• [Directions for this task]:
Pick out each line in the items below that contains the word "brown". Only matches with the same uppercase and lowercase letters count.

• [Data in this exercise]:
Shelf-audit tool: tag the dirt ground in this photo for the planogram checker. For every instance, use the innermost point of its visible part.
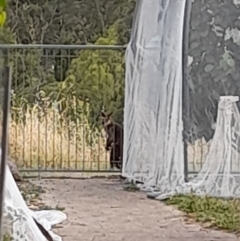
(100, 210)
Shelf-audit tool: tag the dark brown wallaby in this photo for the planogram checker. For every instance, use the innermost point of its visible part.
(114, 141)
(43, 231)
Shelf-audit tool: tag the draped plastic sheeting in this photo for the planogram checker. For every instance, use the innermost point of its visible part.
(153, 148)
(153, 145)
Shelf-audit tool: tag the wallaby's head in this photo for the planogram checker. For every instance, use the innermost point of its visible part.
(106, 120)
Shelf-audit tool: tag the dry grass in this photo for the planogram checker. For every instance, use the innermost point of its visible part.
(49, 144)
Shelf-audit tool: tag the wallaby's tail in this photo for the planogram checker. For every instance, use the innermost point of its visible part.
(43, 231)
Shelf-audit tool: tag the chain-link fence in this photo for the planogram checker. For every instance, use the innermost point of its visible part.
(58, 93)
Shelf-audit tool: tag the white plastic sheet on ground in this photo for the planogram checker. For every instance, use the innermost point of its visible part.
(18, 221)
(153, 146)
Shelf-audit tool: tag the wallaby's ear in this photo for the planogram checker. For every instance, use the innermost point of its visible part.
(103, 114)
(109, 115)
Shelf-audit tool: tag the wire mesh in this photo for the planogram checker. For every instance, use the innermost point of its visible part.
(58, 93)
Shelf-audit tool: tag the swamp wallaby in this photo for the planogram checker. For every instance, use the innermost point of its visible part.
(114, 142)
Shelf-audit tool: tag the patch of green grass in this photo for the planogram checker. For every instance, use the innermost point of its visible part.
(7, 237)
(215, 212)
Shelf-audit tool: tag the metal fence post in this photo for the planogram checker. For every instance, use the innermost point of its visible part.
(4, 144)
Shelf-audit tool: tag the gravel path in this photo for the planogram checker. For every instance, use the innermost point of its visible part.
(100, 210)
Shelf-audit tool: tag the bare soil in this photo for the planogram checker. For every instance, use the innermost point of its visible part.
(100, 210)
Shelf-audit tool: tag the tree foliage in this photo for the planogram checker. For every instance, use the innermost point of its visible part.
(74, 81)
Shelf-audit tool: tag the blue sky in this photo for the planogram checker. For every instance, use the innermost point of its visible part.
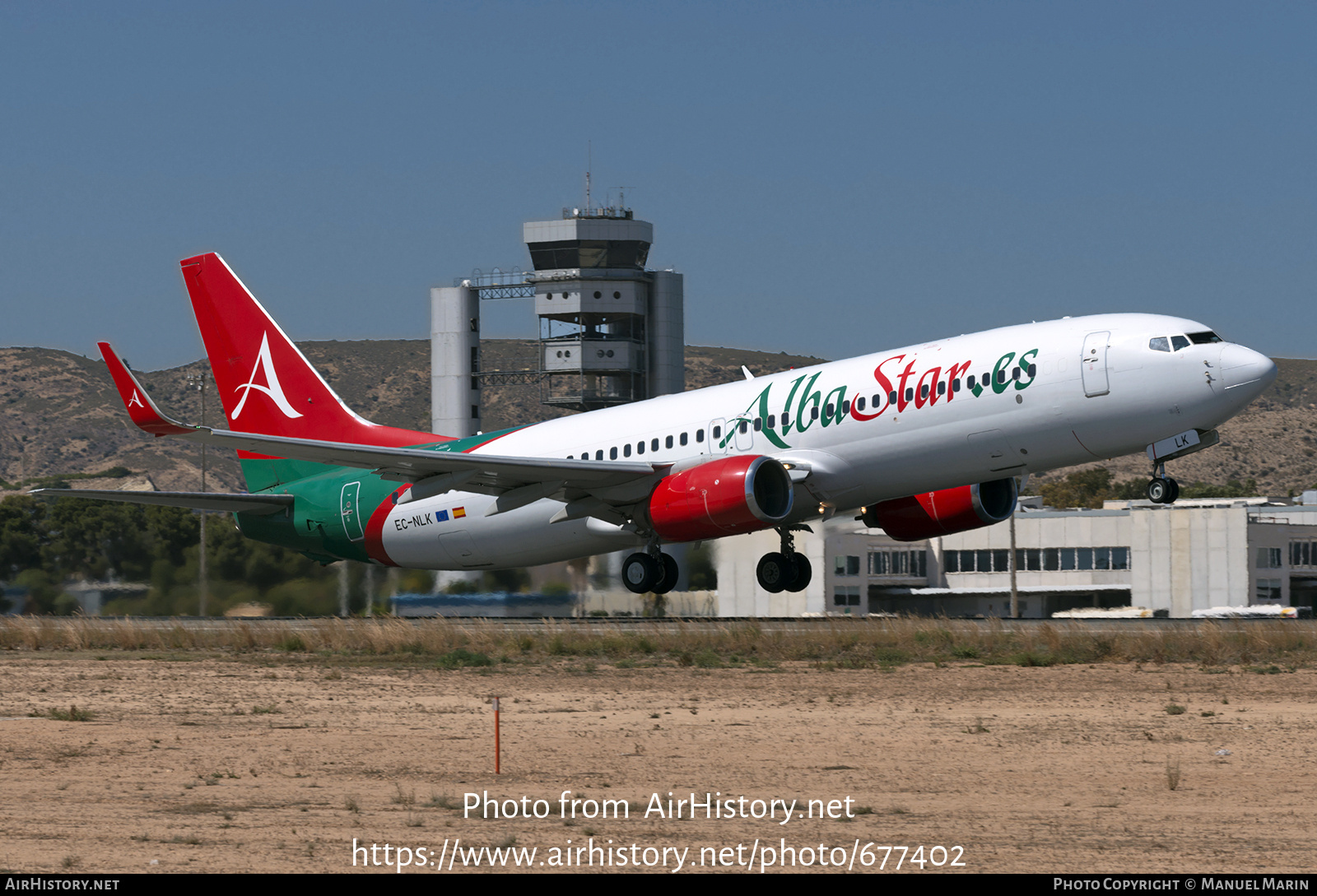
(831, 178)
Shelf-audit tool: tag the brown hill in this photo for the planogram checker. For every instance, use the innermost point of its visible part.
(59, 413)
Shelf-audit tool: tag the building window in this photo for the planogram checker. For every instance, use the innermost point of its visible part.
(904, 564)
(846, 564)
(1268, 591)
(846, 597)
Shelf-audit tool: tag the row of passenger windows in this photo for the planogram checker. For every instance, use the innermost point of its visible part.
(830, 411)
(1037, 559)
(1303, 553)
(1176, 342)
(684, 439)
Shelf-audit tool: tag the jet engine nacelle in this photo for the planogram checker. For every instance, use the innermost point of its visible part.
(722, 498)
(946, 511)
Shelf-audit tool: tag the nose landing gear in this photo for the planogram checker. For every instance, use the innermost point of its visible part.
(785, 570)
(1162, 489)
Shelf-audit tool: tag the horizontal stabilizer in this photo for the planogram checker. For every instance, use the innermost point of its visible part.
(221, 502)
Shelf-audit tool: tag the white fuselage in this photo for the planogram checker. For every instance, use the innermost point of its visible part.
(888, 425)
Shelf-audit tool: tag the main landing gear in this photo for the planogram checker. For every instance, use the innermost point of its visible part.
(649, 571)
(785, 570)
(1162, 489)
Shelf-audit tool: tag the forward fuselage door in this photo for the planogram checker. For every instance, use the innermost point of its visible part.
(718, 436)
(351, 511)
(1093, 364)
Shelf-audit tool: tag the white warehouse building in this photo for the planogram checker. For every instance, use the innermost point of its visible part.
(1195, 555)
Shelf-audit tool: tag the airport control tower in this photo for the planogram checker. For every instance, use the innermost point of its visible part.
(610, 331)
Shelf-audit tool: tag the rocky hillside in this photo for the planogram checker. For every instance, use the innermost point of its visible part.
(59, 413)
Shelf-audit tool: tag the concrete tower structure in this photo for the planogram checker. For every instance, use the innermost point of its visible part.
(454, 354)
(610, 331)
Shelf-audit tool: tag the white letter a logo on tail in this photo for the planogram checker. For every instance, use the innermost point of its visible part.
(265, 366)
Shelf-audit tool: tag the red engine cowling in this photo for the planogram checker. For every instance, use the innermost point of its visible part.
(722, 498)
(945, 512)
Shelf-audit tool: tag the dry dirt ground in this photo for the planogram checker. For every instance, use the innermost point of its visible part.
(278, 764)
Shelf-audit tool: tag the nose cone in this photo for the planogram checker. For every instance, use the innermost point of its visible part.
(1245, 370)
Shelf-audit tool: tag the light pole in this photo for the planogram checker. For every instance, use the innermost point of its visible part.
(198, 382)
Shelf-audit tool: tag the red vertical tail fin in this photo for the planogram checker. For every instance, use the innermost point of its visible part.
(263, 380)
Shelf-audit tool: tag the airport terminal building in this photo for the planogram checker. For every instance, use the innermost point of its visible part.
(1195, 555)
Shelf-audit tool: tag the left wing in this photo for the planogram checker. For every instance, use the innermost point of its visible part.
(224, 503)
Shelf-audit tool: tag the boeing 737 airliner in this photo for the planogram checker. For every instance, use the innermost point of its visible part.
(921, 441)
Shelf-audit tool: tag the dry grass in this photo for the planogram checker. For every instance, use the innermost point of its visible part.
(845, 643)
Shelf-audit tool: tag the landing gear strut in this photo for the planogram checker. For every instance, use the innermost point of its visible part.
(785, 570)
(649, 571)
(1162, 489)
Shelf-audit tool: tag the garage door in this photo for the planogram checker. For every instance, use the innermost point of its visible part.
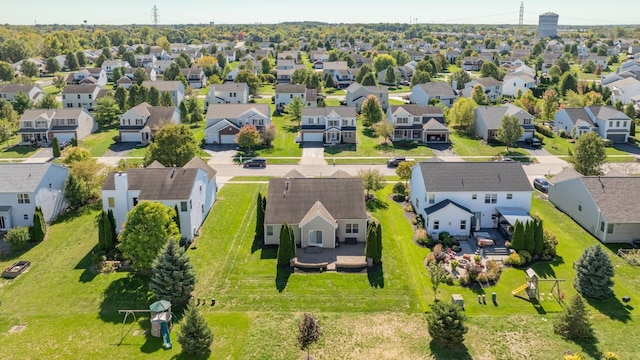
(64, 136)
(227, 139)
(312, 137)
(617, 138)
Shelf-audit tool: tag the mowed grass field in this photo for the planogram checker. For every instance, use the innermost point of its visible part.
(71, 312)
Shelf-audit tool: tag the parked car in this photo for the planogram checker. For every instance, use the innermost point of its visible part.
(255, 162)
(534, 142)
(541, 184)
(395, 162)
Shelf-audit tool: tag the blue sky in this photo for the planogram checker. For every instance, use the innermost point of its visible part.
(586, 12)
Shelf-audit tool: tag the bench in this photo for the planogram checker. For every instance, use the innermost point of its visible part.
(351, 241)
(320, 265)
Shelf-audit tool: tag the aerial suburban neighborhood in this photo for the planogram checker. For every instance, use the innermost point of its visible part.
(323, 190)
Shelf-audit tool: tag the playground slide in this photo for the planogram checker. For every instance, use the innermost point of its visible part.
(164, 331)
(522, 287)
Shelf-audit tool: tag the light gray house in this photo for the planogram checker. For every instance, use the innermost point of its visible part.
(489, 118)
(456, 196)
(321, 211)
(25, 186)
(605, 206)
(192, 188)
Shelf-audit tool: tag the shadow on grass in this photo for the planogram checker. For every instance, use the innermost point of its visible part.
(612, 308)
(89, 272)
(127, 293)
(376, 204)
(460, 352)
(282, 277)
(375, 274)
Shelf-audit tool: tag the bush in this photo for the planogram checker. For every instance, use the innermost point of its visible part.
(544, 130)
(18, 237)
(514, 260)
(399, 188)
(526, 255)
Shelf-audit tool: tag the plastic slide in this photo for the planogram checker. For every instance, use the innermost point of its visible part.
(522, 287)
(164, 331)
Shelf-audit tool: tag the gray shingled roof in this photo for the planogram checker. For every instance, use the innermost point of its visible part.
(342, 197)
(474, 176)
(617, 197)
(158, 183)
(22, 178)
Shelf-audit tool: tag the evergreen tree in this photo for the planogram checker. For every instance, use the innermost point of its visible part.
(286, 251)
(176, 218)
(259, 218)
(195, 336)
(574, 323)
(594, 273)
(538, 237)
(309, 332)
(39, 226)
(529, 238)
(446, 325)
(172, 275)
(55, 145)
(517, 237)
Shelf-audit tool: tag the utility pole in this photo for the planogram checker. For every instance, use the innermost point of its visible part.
(155, 15)
(521, 13)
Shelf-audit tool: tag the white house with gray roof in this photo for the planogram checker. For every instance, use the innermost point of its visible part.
(607, 121)
(330, 125)
(458, 196)
(489, 118)
(225, 120)
(25, 186)
(192, 188)
(605, 206)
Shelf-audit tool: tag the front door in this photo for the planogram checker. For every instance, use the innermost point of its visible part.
(315, 238)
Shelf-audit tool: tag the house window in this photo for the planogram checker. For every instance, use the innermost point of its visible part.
(24, 199)
(490, 198)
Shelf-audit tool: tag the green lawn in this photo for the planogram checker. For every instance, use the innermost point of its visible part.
(71, 312)
(464, 145)
(99, 142)
(18, 152)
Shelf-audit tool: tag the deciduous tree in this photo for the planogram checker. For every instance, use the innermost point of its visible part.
(588, 154)
(174, 145)
(148, 227)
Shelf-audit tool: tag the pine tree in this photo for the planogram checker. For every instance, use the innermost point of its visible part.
(55, 146)
(574, 322)
(594, 273)
(446, 325)
(195, 335)
(529, 239)
(538, 237)
(39, 226)
(286, 251)
(172, 275)
(517, 238)
(259, 218)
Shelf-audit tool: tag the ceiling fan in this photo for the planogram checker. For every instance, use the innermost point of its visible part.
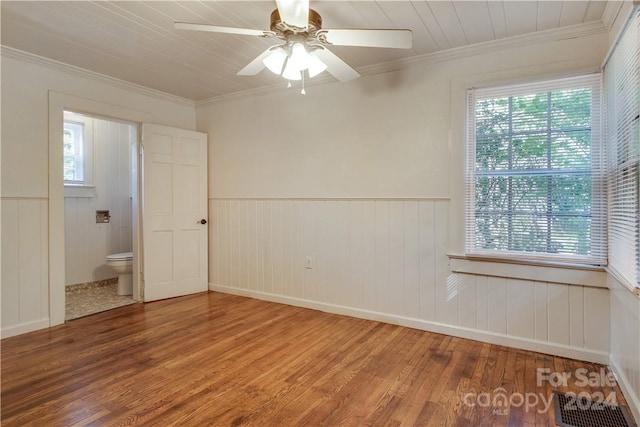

• [Solution]:
Shelf-audit tool: tag the dark brown wallaby in this photo for the planogram checker. For every instance, use the innermost point of its visible part.
Shelf-audit tool: tag the brown hill in this photo for the planogram checker. For every instance, use the innermost point of its visible part.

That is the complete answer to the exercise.